__DATA LISTING__:
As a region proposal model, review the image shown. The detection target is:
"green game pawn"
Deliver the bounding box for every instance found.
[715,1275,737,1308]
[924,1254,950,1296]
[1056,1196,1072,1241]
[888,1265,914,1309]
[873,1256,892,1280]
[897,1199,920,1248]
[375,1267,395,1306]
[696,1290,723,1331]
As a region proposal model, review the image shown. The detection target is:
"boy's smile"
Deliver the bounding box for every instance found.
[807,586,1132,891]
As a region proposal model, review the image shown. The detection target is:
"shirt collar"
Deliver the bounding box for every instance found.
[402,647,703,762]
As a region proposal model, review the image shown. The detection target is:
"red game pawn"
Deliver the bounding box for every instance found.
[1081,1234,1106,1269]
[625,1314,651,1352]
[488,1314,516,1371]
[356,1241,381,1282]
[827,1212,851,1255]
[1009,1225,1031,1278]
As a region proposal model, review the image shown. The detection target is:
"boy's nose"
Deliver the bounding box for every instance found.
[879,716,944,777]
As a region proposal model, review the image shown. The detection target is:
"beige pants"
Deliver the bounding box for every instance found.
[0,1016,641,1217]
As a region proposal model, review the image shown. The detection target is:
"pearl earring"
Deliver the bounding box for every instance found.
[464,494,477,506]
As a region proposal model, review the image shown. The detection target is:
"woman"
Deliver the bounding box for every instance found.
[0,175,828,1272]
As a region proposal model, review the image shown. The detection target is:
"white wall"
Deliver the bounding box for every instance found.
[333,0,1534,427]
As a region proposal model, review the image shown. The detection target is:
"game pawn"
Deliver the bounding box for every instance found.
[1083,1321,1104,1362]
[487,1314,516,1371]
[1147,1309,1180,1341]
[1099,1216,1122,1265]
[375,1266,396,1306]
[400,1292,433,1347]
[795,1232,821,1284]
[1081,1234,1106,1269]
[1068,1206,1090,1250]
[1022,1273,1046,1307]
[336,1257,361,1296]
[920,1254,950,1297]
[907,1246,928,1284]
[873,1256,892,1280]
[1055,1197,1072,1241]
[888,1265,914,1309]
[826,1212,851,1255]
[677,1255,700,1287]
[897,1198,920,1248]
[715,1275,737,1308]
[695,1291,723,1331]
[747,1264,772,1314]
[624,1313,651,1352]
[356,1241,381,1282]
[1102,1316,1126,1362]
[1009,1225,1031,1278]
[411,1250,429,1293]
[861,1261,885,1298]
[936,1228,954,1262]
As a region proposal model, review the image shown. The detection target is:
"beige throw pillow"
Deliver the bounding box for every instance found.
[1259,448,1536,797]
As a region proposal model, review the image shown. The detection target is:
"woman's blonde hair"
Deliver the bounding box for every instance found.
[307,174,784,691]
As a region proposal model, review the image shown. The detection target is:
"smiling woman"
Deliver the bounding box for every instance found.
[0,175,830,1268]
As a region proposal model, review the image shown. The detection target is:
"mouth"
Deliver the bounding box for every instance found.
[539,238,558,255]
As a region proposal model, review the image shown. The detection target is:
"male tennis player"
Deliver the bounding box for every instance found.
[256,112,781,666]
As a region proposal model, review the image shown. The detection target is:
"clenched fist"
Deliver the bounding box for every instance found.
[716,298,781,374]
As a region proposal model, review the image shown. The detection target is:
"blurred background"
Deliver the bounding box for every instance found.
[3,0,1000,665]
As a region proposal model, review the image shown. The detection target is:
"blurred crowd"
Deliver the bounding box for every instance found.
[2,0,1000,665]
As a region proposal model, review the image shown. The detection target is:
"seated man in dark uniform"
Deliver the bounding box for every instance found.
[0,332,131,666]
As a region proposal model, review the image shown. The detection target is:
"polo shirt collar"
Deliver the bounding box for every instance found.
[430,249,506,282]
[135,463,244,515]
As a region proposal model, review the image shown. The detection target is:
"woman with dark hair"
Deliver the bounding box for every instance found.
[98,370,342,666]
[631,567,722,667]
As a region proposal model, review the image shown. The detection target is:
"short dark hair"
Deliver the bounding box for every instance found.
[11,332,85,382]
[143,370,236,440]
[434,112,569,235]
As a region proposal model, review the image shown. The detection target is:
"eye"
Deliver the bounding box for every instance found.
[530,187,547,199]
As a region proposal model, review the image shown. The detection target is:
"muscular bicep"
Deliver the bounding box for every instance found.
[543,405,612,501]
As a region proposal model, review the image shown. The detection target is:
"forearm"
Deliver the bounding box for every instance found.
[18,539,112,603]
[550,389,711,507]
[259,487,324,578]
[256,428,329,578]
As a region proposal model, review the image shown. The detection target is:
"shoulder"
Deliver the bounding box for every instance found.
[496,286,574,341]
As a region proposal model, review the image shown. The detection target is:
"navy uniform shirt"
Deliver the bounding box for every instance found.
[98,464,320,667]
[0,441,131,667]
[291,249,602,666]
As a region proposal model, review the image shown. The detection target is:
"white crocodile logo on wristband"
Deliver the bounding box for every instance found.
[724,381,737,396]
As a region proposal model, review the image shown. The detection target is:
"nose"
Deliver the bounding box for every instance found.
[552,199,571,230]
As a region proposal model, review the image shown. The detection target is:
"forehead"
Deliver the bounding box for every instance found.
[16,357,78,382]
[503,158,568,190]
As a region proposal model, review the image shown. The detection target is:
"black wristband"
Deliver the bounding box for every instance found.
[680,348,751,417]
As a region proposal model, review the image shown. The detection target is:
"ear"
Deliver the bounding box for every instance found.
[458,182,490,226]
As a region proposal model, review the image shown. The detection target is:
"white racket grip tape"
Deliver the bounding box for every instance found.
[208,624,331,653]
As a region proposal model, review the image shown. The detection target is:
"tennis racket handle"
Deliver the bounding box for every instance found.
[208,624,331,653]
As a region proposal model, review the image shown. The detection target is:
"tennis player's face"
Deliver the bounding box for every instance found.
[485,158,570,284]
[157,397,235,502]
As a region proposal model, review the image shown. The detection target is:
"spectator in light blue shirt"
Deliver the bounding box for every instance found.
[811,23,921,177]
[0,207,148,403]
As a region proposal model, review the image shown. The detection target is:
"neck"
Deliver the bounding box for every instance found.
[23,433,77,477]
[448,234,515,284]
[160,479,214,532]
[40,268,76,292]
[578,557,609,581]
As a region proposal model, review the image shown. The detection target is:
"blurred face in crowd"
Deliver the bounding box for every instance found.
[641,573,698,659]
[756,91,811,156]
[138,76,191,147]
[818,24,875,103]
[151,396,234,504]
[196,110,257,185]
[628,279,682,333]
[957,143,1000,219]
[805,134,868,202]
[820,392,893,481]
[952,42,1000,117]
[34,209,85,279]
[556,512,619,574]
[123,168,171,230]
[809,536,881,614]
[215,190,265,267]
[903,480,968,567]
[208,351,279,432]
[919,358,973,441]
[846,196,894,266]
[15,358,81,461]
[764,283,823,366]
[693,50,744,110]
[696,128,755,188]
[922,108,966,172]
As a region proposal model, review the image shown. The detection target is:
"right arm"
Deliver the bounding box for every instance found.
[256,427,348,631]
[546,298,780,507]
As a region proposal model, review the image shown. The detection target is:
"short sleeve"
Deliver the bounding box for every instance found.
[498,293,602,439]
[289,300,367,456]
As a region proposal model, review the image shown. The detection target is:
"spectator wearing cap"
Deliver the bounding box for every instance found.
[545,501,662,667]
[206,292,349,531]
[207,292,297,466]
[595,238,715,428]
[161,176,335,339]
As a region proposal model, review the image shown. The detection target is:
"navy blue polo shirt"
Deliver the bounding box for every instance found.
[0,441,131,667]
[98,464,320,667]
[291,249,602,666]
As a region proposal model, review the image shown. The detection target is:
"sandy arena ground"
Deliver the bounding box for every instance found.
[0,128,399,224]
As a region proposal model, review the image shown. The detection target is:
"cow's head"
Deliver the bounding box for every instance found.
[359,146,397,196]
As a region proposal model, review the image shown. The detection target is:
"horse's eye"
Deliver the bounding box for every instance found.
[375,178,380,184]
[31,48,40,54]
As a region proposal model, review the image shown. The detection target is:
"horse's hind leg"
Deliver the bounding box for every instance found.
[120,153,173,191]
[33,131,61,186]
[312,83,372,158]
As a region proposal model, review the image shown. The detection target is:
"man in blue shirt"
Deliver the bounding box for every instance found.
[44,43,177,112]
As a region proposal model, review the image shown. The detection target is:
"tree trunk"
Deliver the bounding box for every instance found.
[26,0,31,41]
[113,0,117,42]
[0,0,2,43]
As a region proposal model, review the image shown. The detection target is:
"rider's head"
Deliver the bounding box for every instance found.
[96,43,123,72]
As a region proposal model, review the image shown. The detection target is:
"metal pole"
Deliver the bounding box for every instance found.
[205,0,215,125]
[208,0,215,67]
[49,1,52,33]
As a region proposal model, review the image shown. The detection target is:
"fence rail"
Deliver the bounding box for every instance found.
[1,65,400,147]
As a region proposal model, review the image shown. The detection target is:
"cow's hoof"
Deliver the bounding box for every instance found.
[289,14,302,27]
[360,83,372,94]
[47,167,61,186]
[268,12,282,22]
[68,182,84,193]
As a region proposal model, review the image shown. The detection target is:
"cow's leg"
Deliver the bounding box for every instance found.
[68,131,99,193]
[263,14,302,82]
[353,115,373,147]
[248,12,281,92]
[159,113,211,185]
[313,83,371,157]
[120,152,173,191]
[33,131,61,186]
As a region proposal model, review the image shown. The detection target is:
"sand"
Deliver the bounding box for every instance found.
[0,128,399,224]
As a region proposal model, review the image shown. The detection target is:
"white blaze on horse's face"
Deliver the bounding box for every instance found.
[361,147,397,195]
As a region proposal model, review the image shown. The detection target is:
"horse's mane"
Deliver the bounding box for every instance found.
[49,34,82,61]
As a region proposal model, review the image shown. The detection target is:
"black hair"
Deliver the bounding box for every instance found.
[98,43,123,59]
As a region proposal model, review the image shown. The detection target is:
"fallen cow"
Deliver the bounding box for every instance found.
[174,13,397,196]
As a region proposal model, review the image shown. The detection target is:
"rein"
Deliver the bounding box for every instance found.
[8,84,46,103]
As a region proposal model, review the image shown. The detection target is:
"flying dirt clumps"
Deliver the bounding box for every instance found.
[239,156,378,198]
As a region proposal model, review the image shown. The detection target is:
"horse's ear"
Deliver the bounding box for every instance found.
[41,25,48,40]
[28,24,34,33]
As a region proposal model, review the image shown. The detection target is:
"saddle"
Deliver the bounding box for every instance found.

__EXERCISE__: Gather each line of the listing that holds the string "face".

__ANSWER FOR THE TASK__:
"tennis player's face"
"blurred face in crowd"
"white blaze on horse's face"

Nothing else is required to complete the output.